SHORT EXERCISE A – Which websites or online services does the discussion thread below mention by name?

DOCUMENT EXCERPT –
Dropping flour into milk may lump more easily than v.v. No butter with the flour?!?
If there were butter in with the flour in the first step, you'd be making a roux. Adding milk to dry flour in a hot pan is new to me, but I think the idea is to avoid lumps -- when you put flour into liquid, it clumps up. By stirring the liquid slowly into the flour, you get first a smooth paste, then a looser paste, then a thick sauce instead of milk with lumps in it.
Or what clew said. Anyway, what is the recipe for? Some kind of white sauce?
Spaghetti squash baked with cheese??
If that's the recipe you're using, I wouldn't follow it. I'd either cook the flour with butter to make a roux, and add the milk and then cheese to make a cheese sauce, or I'd toss the flour with the vegetables and cheese until it's all combined, put it in the casserole dish, and then pour the hot milk over it and bake. That's less trouble, and I think it has less chance of getting gummy and weird.
I second 5, though I strongly recommend making a roux-based cheese sauce.
I kind of suspect that the blogger you're reading has garbled a recipe that originally called for a roux -- she says it's all over Pinterest, but that she's unimpressed with her results.
(Is it apparent to everyone that I've been trying to write an insanely boring brief all weekend?)
I always wonder how clearly it shows.
People keep promising to bring me foods and stuff since I broke my arm on Monday, but then they don't. Sob. It's not like I really need very much help with stuff, but follow-through would be nice.
It's not that one, but it's a similar spaghetti squash recipe off Pinterest. I just heated up the milk and whisked in the flour and then added a bunch of cheese, and it seemed to work fine.
I saw on FB! Poor you! What happened?
It sucks that you can't get friends delivered by Amazon Prime.
I fell on the ice. It was stupid. A friend was going to drive me home and I suggested we cut through an icy alley. We got through the alley fine, and then I took a big stride in a parking lot, not seeing the ice there.

Entries from a dataset
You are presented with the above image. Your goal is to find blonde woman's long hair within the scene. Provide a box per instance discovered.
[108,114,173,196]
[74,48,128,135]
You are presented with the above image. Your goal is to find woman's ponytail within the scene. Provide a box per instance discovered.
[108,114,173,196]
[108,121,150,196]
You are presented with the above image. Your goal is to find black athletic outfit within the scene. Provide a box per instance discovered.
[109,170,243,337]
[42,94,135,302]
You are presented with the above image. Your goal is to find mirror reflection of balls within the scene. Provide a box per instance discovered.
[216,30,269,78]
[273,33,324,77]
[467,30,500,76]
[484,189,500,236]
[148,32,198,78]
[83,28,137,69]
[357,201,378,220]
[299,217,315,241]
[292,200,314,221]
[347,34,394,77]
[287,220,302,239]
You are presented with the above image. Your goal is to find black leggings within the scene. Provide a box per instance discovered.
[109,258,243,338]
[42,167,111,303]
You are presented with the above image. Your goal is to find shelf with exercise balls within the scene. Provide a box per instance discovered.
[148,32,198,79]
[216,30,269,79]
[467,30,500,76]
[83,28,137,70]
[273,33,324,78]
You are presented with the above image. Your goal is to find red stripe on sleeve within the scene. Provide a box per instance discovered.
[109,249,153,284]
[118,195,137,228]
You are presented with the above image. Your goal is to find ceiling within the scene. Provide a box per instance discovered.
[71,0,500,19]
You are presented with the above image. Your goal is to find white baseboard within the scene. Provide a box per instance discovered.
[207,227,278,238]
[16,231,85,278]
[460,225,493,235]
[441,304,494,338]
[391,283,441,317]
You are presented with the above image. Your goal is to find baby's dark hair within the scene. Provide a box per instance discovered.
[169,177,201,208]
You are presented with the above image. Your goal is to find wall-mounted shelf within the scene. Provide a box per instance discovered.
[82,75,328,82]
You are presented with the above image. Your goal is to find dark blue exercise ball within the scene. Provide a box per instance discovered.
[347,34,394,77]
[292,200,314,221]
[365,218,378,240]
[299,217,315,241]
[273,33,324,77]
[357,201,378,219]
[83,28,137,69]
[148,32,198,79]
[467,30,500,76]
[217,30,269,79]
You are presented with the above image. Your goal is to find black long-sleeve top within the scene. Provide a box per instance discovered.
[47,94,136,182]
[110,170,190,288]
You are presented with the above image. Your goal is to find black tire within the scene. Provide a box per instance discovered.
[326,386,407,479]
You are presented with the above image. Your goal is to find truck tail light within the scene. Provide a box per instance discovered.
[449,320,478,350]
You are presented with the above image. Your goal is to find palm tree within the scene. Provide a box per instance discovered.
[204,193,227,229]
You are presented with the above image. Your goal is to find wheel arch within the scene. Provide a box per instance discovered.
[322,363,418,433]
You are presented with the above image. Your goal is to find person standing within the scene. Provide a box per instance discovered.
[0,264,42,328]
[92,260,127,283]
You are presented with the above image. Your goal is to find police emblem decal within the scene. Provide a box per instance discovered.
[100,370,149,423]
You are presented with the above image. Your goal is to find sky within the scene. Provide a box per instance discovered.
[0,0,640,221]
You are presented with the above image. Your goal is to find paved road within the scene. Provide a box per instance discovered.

SHORT EXERCISE B – Which lines of the listing above contain the word "dark"? Show each of them in full, counting only matches with the same case.

COMPLETE RESPONSE A – Pinterest, FB, Amazon Prime

COMPLETE RESPONSE B –
You are presented with the above image. Your goal is to find baby's dark hair within the scene. Provide a box per instance discovered.
You are presented with the above image. Your goal is to find dark blue exercise ball within the scene. Provide a box per instance discovered.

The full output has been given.